GIVEN TEXT:
⟨
All the human beings have structurally the same brain but its functioning varies. The functioning determines success or failure, reward or punishment, rejection or honour of an individual.

Human mind in physiological terms is called brain which weighs approximately three pounds in an average adult human being. Mind controls, governs and guides the activities of the entire body system which in turn controls the heart beats, rate of respiration, the generative parts, the various glands and their secretions.

A person is what his mind is. Human mind is restless by nature and it creates a restless world around itself. The more it gets, the more it craves for. The vicious circle of endless desires intoxicates it and gradually it gives way to feelings of jealousy, pride and ambition and other demonic traits like enmity and egoism.

Human Mind is a multi-level phenomenon and there are certain areas of mind which cannot be reached by conscious ego of the individual. It may not be an exaggeration to say that each person is a mystery unto himself. Tension in mind affects temperament of a person and ungoverned temper affects the whole system of a human being including all organs, limbs and senses.

The Sankhya School of Indian Philosophy believes that the entire world including human being is a manifestation of male prakriti, which is constitute of:

(a) Sattwa,

(b) Rajas and

(c) Tamas Gunas.

Human body is a synthesis of Sattwa, Rajas and Tamas. Sattwa is indicator of happiness, virtue and knowledge. Rajas leads to action which rouses attachment and vision of multiplicity. Tamas casts a veil of ignorance over one’s mind and one falls asleep spiritually.

The combinations of these gunas determine the quality of a person in terms of sukh, dukh and moha. Sukh in terms of sincerity, respect, forbearance, kindness are sattwa qualities. Dukh in terms of spite, anger and other immoral emotions Eire Rajas qualities.

Moha in terms of fear, scepticism, and crookedness represent Tamas qualities. These three gunas are, therefore, regarded primarily as feelings which hold within themselves the germs of differences and diversities.

The identical nature of human mind is explained well by Yogic concept of Sahasra and Muladhara. In yoga, the, human brain is a mass of tissues, whose structure, composition, shape and form resemble the shape and form of a lotus flower.

The lotus has thousands of petals which are symbolized in the brain by a series of folds of ridges called a convolution of gunas. Like the lotus flower the brain is attached to its stem which is called the Spinal cord.

Further as lotus stem is rooted in the ground from which it receives nourishment, energy or life, so also the brain-stem (the spinal cord) is rooted in the Muladhara which is physiologically termed as Sacrum. According to the Yogic concept the source of all energy is Muladhara which acts like the root by serving as the source of energy, power and life to the lotus flower.

The other similarity of the brain and lotus flower is as follows:

Lotus grows in water and its stem is vertical in shape from the root upto the surface of water where it holds the flower. The spinal cord is also vertical from Muladhara upto the base of the brain. As lotus flower is on the top of its stem so is the Sahasra (the brain) on the top its stem (the spine) and they are surrounded by a fluid known as cerebrospinal fluid.

Muladhara is a Sanskrit word consisting of Mula which means the root and Adhara which means the foundation or the base. Muladhara is that part of porenium, where the anus and the genitals meet. In yogic concepts reproductive glands have been regarded as sources of energy.

The mental level disparity exists from a person to person because of differences of knowledge motivation values, interests, training disciplinary habits, way of life and inherent power. The composition and qualities of the mind at the time of birth are the same in all persons, but they start differentiating and varying due to the environment in which they are brought up.
⟩
WHAT NEEDS TO BE DONE:
Answer from the text on the human mind:
1. About how much does the brain of an average adult human weigh?
2. In the yogic comparison, what is the stem that the brain is attached to called?
3. What do the two parts of the Sanskrit word Muladhara mean?

SUPPLIED DATA:
⟨
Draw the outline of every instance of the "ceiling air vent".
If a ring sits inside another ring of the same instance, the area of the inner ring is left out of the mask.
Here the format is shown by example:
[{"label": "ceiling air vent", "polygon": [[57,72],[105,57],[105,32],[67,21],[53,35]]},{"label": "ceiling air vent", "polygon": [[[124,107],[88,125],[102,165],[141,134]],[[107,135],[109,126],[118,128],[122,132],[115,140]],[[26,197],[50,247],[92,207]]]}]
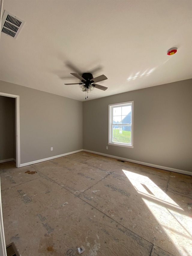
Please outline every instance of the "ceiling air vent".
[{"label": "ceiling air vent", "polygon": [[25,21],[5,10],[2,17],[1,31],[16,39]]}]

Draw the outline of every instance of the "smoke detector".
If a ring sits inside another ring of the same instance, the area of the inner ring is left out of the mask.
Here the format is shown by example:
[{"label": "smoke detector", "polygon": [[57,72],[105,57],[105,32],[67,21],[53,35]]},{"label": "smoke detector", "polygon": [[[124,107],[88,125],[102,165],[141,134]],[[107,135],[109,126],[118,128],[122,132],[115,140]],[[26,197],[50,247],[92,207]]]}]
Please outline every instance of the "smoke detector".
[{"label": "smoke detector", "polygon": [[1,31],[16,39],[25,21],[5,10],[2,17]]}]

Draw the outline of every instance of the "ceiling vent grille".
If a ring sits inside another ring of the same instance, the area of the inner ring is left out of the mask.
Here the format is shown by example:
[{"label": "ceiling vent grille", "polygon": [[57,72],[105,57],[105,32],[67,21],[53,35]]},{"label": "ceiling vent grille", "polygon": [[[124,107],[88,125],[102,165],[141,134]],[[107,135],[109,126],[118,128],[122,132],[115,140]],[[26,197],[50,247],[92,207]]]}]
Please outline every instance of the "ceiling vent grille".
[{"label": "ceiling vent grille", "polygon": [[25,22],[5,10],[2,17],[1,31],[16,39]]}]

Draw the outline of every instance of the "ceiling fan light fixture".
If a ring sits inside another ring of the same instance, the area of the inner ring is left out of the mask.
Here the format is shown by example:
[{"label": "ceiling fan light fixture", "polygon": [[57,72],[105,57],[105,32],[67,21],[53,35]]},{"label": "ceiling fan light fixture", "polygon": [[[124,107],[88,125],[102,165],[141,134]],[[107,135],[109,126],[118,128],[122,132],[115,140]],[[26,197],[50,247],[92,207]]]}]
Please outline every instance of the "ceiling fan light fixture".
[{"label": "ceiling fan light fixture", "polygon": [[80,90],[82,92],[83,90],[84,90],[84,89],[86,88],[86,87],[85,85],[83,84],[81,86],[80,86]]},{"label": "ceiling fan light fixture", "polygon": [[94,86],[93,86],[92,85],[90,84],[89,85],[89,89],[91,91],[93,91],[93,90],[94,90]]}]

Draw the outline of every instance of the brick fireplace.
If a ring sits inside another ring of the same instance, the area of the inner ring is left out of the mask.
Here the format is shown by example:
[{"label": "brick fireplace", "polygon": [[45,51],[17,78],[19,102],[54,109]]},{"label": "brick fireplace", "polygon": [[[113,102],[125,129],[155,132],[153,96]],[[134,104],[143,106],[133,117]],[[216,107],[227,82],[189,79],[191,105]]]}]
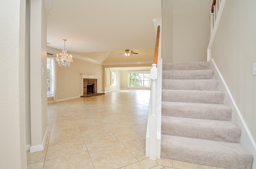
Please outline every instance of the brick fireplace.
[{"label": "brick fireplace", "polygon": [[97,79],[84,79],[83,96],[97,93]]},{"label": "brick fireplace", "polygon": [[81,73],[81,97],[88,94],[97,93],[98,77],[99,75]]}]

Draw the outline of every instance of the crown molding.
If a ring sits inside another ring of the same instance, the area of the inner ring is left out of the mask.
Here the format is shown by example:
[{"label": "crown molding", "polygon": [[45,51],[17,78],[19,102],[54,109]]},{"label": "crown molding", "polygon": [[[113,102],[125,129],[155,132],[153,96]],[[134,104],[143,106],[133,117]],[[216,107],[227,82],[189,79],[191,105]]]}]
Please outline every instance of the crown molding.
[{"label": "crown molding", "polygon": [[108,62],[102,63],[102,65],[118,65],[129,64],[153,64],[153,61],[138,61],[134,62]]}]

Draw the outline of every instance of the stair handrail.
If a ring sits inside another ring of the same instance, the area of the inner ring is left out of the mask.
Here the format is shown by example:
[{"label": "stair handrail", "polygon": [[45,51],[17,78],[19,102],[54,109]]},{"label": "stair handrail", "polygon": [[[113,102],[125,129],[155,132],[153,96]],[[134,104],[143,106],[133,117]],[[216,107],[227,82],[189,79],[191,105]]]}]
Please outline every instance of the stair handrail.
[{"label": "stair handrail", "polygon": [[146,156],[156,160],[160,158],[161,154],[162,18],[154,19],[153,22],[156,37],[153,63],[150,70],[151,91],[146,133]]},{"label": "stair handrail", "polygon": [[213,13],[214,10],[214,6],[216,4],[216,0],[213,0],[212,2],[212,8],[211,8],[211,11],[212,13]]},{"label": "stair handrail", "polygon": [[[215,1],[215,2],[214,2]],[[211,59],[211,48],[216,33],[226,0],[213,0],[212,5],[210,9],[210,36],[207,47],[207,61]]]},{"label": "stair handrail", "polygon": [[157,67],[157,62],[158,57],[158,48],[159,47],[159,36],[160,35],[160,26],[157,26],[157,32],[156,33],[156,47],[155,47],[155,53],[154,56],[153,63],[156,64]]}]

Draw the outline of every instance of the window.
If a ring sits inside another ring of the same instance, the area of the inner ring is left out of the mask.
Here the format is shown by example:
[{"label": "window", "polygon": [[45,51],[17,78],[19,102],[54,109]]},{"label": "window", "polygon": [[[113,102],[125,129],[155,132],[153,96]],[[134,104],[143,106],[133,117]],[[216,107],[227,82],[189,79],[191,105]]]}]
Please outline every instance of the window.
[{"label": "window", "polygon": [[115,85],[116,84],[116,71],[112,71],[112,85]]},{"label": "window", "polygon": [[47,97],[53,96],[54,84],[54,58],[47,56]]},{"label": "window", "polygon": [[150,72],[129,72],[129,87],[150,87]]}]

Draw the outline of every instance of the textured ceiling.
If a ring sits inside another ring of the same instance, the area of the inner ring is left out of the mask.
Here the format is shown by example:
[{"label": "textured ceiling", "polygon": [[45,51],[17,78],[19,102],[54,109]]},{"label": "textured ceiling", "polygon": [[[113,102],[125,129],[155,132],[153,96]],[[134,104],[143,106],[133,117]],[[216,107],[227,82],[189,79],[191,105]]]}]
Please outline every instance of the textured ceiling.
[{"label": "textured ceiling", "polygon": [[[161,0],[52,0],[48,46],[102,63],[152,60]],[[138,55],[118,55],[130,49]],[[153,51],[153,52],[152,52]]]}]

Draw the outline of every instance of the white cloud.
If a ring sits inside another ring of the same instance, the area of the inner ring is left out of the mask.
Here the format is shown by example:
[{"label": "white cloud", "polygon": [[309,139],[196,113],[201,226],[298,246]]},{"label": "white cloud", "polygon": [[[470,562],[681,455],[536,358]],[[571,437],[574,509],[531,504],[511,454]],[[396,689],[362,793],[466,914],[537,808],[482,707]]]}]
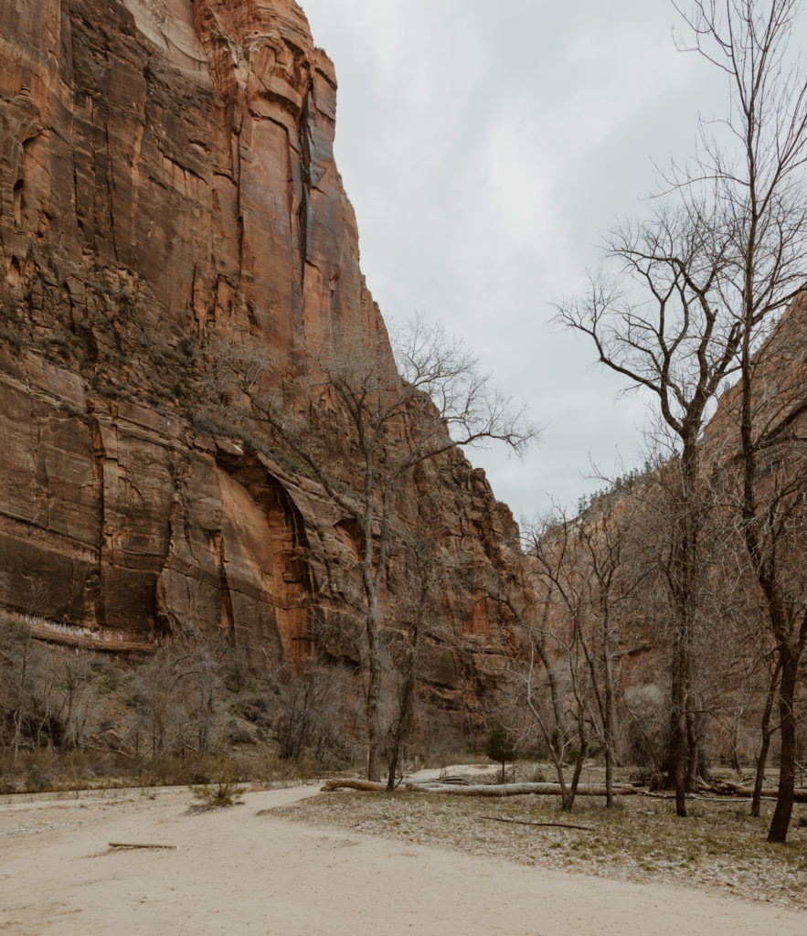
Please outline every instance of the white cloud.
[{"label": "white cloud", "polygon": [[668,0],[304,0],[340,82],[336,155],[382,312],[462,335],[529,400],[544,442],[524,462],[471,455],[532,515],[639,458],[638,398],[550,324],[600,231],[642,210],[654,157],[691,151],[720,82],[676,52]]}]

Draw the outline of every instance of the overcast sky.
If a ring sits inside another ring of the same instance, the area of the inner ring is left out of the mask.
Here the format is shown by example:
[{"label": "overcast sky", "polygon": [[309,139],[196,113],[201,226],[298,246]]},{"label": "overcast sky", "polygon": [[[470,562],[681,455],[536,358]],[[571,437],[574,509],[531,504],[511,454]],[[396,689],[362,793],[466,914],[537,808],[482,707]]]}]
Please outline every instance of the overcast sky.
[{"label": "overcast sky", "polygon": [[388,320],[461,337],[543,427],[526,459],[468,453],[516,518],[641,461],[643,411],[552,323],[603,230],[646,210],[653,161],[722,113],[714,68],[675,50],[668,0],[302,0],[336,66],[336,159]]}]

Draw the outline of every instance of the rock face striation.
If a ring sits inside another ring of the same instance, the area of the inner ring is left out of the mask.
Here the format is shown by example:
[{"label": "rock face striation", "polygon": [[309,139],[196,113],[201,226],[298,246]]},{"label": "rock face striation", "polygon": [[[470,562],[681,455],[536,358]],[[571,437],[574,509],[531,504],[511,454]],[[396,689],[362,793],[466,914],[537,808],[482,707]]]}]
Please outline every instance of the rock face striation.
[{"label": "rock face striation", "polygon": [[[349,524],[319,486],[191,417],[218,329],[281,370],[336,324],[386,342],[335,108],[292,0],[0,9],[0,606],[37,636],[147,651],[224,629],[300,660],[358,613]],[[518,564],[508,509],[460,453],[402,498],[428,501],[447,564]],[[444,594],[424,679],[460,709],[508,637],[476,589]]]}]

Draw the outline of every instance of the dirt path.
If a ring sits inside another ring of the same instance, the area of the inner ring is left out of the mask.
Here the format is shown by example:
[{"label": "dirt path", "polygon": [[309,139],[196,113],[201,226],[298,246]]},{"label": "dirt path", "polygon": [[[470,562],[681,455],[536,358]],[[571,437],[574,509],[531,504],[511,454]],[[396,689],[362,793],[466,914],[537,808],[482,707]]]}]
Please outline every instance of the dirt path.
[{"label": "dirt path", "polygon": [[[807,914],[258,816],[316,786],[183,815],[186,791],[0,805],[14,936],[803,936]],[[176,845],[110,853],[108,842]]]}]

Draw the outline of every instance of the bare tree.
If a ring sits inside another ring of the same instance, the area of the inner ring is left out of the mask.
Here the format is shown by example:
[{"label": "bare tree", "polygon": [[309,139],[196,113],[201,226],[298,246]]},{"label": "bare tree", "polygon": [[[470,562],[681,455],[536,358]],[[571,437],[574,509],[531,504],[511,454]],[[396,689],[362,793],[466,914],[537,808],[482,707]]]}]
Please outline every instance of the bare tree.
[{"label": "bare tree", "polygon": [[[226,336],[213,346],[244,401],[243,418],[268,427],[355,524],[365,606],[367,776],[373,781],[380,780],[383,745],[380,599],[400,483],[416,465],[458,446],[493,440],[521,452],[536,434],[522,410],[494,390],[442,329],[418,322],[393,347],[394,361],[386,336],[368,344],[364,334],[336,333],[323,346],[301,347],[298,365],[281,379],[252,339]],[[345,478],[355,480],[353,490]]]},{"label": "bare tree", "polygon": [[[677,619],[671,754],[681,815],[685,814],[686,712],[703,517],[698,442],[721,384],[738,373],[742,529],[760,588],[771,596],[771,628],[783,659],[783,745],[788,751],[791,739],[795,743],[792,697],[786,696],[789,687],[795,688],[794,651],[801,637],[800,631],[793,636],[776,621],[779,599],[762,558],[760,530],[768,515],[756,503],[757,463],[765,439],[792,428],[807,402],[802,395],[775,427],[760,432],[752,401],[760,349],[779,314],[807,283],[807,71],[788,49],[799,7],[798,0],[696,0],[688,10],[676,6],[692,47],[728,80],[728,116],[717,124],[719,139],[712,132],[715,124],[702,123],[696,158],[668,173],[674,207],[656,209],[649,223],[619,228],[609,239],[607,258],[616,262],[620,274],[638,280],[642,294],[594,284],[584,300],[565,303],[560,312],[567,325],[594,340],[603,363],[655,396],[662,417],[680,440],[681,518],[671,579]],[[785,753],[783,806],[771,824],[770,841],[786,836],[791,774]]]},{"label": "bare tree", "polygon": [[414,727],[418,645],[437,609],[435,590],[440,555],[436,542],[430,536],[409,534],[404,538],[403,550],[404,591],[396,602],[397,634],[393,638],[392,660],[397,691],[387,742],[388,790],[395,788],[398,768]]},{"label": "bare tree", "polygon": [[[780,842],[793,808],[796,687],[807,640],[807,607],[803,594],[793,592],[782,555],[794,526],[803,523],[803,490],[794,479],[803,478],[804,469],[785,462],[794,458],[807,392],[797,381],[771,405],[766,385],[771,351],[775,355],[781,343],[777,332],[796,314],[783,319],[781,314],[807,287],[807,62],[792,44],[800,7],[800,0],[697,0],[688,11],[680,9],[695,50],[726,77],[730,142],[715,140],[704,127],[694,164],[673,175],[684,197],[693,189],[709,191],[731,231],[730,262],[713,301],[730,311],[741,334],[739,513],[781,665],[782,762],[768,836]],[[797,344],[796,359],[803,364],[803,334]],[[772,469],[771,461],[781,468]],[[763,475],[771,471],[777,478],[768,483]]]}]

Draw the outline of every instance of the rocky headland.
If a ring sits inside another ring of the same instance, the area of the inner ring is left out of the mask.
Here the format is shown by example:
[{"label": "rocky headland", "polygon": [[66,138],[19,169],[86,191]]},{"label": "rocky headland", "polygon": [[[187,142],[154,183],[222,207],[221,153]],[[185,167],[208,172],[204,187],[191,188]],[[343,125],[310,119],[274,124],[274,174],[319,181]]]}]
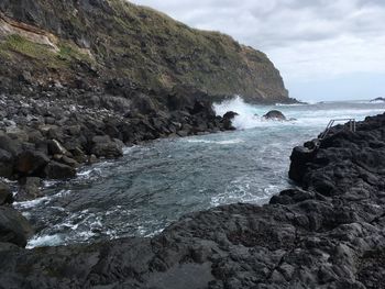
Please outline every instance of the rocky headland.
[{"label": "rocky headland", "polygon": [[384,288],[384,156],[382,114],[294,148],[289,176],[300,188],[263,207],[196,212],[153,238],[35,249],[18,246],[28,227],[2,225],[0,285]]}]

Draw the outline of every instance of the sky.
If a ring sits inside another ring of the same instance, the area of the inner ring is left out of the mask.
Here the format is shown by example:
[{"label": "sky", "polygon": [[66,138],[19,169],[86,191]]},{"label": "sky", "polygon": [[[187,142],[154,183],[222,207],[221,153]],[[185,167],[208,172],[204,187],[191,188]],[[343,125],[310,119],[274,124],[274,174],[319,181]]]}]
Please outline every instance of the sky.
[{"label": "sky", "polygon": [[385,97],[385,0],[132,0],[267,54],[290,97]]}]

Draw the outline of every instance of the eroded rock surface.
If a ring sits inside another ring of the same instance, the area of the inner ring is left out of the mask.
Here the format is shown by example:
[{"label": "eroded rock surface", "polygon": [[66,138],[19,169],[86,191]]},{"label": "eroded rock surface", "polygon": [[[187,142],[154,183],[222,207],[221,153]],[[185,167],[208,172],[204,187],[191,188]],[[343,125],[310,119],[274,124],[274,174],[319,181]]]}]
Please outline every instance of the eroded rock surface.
⟩
TASK OUTPUT:
1. Approximately three pounds.
2. The spinal cord.
3. Mula means the root, and Adhara means the foundation or the base.